EXERCISE TEXT
________________________

Who, comparing the ways of Henchard and Farfrae, will easily choose between them? Certainly not Hardy. He is too canny, too reflective for an unambiguous stand, and his first loyalty is neither to Henchard nor Farfrae but the larger community of Wessex. Hardy's feelings may go out to Henchard but his mind is partly with Farfrae. He knows that in important respects the Scotsman will help bring a better life to Casterbridge, even if a life less vivid and integral. Yet he also recognizes that the narrowing of opportunity for men like Henchard represents a loss in social strength. In his own intuitive and "poetic" way Hardy works toward an attitude of mature complexity, registering gains and losses, transcending the fixed positions of "progress" and "tradition."

________________________

MATERIAL PROVIDED
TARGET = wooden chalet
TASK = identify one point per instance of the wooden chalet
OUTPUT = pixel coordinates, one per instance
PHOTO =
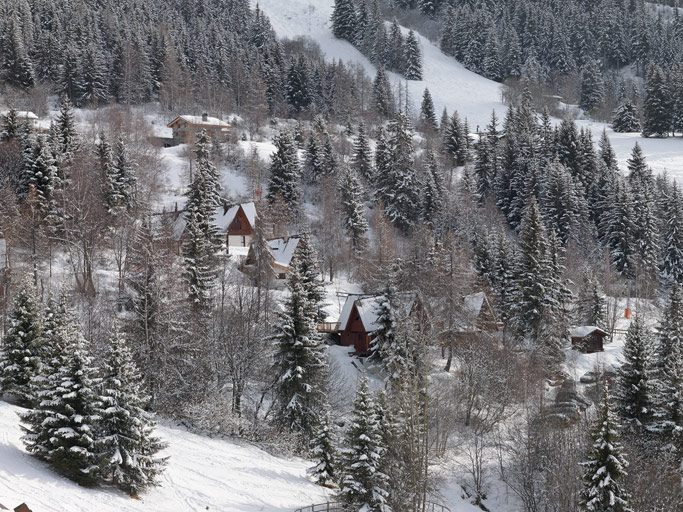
(359, 318)
(25, 117)
(588, 338)
(185, 128)
(283, 250)
(235, 222)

________________________

QUESTIONS
1: In the passage on Henchard and Farfrae, where does Hardy's first loyalty lie?
2: Carry on the passage on Henchard and Farfrae from the point where it stops.
The entries are not needed for what comes next.

LIST OF ANSWERS
1: It lies with the larger community of Wessex, not with Henchard or Farfrae.

2:
Irving Howe, Thomas Hardy, 1967

ON HENCHARD

Yet although this relentless decline of Henchard's is (as we take its meaning) what unifies the book, Henchard still stands above the others in psychic virtue. In the conventional sense, he is both less moral than them and more so. He is violent and a liar and in one sense intensely selfish, but his generosity is true magnanimity, and he has reserves of affection and humility that they quite lack. The essential is something else though: that his whole nature, good or bad, is centered upon a deep source of vital energy.... Farfrae prospers through skill which the new mode of life has impersonally taught him; Henchard is able to struggle on, though defeated, because not of what he has learnt but of what he is. He blocks out something like the full contour of the human being.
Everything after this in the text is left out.